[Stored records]
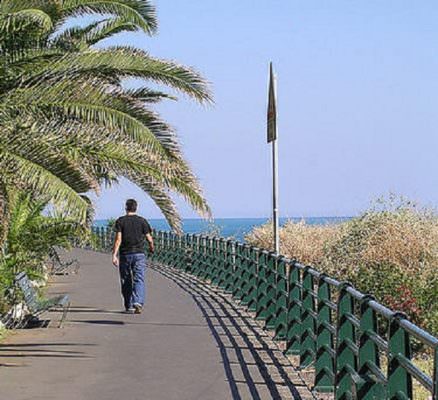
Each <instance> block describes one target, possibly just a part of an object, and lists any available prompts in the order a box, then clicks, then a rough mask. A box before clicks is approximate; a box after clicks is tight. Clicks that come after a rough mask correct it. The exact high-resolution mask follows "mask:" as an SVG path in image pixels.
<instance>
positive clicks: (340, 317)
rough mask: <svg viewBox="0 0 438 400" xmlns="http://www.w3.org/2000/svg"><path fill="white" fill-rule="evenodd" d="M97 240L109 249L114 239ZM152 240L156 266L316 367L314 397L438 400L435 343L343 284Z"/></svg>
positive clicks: (375, 300) (210, 237)
mask: <svg viewBox="0 0 438 400" xmlns="http://www.w3.org/2000/svg"><path fill="white" fill-rule="evenodd" d="M97 235H98V236H99V237H101V238H102V239H101V241H102V244H105V245H106V247H107V248H108V247H109V246H108V244H109V241H110V239H111V234H110V233H108V232H106V231H104V230H103V231H102V232H98V233H97ZM154 239H155V248H156V250H155V254H154V255H153V257H152V260H153V262H154V263H157V264H160V263H162V264H165V265H167V266H171V267H175V268H178V269H182V270H184V271H186V272H188V273H191V274H193V275H195V276H197V277H199V278H202V279H204V280H206V281H209V282H210V283H211V284H212V285H216V286H218V287H220V288H222V289H223V290H224V291H225V292H227V293H229V294H231V295H232V296H233V298H234V299H235V300H236V301H237V302H239V303H240V304H241V305H242V306H245V307H247V308H248V309H249V310H250V311H253V312H255V316H256V318H257V319H258V320H260V321H262V322H263V324H264V327H265V329H267V330H271V331H272V332H273V333H274V338H275V339H276V340H282V341H285V345H286V346H285V353H286V354H289V355H295V356H296V357H297V358H298V359H299V366H300V368H310V367H311V368H314V370H315V374H314V376H315V378H314V390H315V391H319V392H334V394H335V399H337V400H344V399H363V400H381V399H382V400H383V399H390V400H395V399H399V400H408V399H412V398H413V388H412V381H413V379H415V380H416V381H417V382H419V384H421V385H422V386H423V387H424V388H426V390H427V391H429V392H430V394H431V396H432V399H433V400H438V339H437V338H436V337H433V336H432V335H430V334H429V333H427V332H425V331H424V330H422V329H420V328H419V327H417V326H416V325H414V324H412V323H411V322H409V321H408V320H407V319H406V317H405V315H404V314H402V313H400V312H394V311H391V310H390V309H388V308H386V307H385V306H383V305H381V304H379V303H378V302H377V301H376V300H375V299H374V298H373V297H372V296H370V295H366V294H363V293H360V292H359V291H357V290H356V289H355V288H354V287H353V286H352V285H351V284H349V283H348V282H339V281H337V280H335V279H332V278H330V277H328V276H327V275H325V274H322V273H320V272H318V271H316V270H315V269H313V268H311V267H308V266H304V265H302V264H300V263H299V262H297V261H295V260H290V259H287V258H285V257H283V256H277V255H275V254H273V253H271V252H268V251H266V250H261V249H258V248H255V247H252V246H248V245H246V244H242V243H238V242H236V241H233V240H225V239H223V238H213V237H208V236H203V235H185V236H178V235H175V234H173V233H170V232H154ZM413 341H416V342H420V343H422V344H423V345H424V346H425V347H426V348H428V349H429V350H430V351H431V352H432V353H433V354H434V367H433V374H432V376H429V375H427V374H426V373H425V372H423V371H422V370H420V369H419V368H418V367H417V366H416V365H415V364H414V362H413V361H412V352H411V346H412V344H413ZM382 364H385V365H386V368H385V369H384V368H383V367H382Z"/></svg>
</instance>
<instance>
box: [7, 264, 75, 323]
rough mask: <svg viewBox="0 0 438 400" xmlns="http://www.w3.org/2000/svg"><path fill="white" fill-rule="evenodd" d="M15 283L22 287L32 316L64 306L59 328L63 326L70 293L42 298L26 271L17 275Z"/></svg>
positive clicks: (22, 289) (36, 316) (23, 294)
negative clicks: (32, 284) (30, 279)
mask: <svg viewBox="0 0 438 400" xmlns="http://www.w3.org/2000/svg"><path fill="white" fill-rule="evenodd" d="M15 283H16V284H17V286H18V287H19V288H20V290H21V291H22V293H23V296H24V302H25V303H26V306H27V308H28V309H29V312H30V314H31V317H32V318H38V316H39V315H41V314H42V313H43V312H45V311H49V310H52V309H54V308H57V307H61V308H62V317H61V321H60V322H59V328H61V327H62V325H63V323H64V321H65V318H66V316H67V313H68V310H69V308H70V298H69V296H68V295H61V296H55V297H51V298H48V299H40V298H39V297H38V294H37V291H36V290H35V288H34V287H32V285H31V283H30V280H29V277H28V276H27V274H26V273H25V272H21V273H20V274H18V275H17V276H16V277H15Z"/></svg>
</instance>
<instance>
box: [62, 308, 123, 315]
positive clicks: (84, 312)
mask: <svg viewBox="0 0 438 400" xmlns="http://www.w3.org/2000/svg"><path fill="white" fill-rule="evenodd" d="M70 313H73V314H87V313H88V314H123V311H114V310H102V309H99V308H90V307H81V306H74V307H71V308H70V309H69V314H70Z"/></svg>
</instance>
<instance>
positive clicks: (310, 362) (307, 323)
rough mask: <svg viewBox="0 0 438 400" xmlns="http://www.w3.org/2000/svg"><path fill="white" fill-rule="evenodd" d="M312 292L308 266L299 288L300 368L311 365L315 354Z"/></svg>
mask: <svg viewBox="0 0 438 400" xmlns="http://www.w3.org/2000/svg"><path fill="white" fill-rule="evenodd" d="M313 293H314V279H313V275H312V274H311V273H310V267H306V268H305V269H304V272H303V283H302V289H301V304H302V306H301V340H300V342H301V352H300V367H301V368H306V367H308V366H309V365H311V364H312V363H313V361H314V360H315V355H316V334H315V332H316V321H315V320H316V313H315V299H314V296H313Z"/></svg>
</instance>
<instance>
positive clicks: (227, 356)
mask: <svg viewBox="0 0 438 400" xmlns="http://www.w3.org/2000/svg"><path fill="white" fill-rule="evenodd" d="M151 268H153V269H154V270H156V271H157V272H159V273H160V274H162V275H163V276H164V277H166V278H168V279H170V280H172V281H173V282H175V283H176V284H177V285H178V286H179V287H180V288H181V289H182V290H184V291H185V292H186V293H188V294H190V295H191V297H192V299H193V300H194V302H195V303H196V304H197V306H198V307H199V309H200V310H201V312H202V314H203V317H204V318H205V320H206V322H207V325H208V327H209V329H210V331H211V333H212V335H213V337H214V339H215V341H216V343H217V346H218V348H219V351H220V354H221V357H222V362H223V364H224V369H225V373H226V376H227V380H228V383H229V386H230V389H231V393H232V399H233V400H243V399H247V398H251V399H255V400H265V399H293V400H306V399H315V397H314V396H313V395H312V394H311V392H310V390H309V388H308V386H307V385H306V384H305V382H304V381H303V379H302V378H301V376H300V375H299V374H298V373H297V371H296V370H295V369H294V368H293V366H292V365H291V363H290V361H289V360H288V358H287V357H285V356H284V355H283V353H282V351H281V350H280V349H278V347H277V346H276V344H275V343H274V342H273V340H272V338H271V337H270V336H269V335H268V334H267V333H266V332H265V331H264V330H263V329H262V328H261V327H260V326H259V325H258V324H257V322H256V321H255V320H253V318H252V317H251V315H250V314H249V313H248V312H246V310H244V309H243V308H241V307H239V306H237V305H236V304H235V303H234V302H233V301H232V299H231V298H230V296H229V295H227V294H225V293H224V292H222V291H221V290H219V289H215V288H212V287H210V286H209V285H208V284H206V283H205V282H203V281H201V280H199V279H197V278H196V277H193V276H191V275H189V274H187V273H184V272H182V271H179V270H177V269H173V268H169V267H166V266H161V265H160V266H157V265H154V266H151Z"/></svg>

ASSIGNED TASK
Please rewrite the material starting at its beginning and going on through the line with "positive clicks: (340, 317)", replacing "prompts" with "cues" and keeping everything else the same. Leave the pictures out of the answer.

PROBLEM SOLUTION
Each <instance> block describes one target, possibly just a part of an object, and lists any available cues in the order a box, then clicks, then a rough mask. A box before clicks is approximate; a box after clicks is tight. Clicks that come after a rough mask correct it. The exact high-resolution mask follows "mask:" as an SVG path in image pixels.
<instance>
positive clicks: (340, 317)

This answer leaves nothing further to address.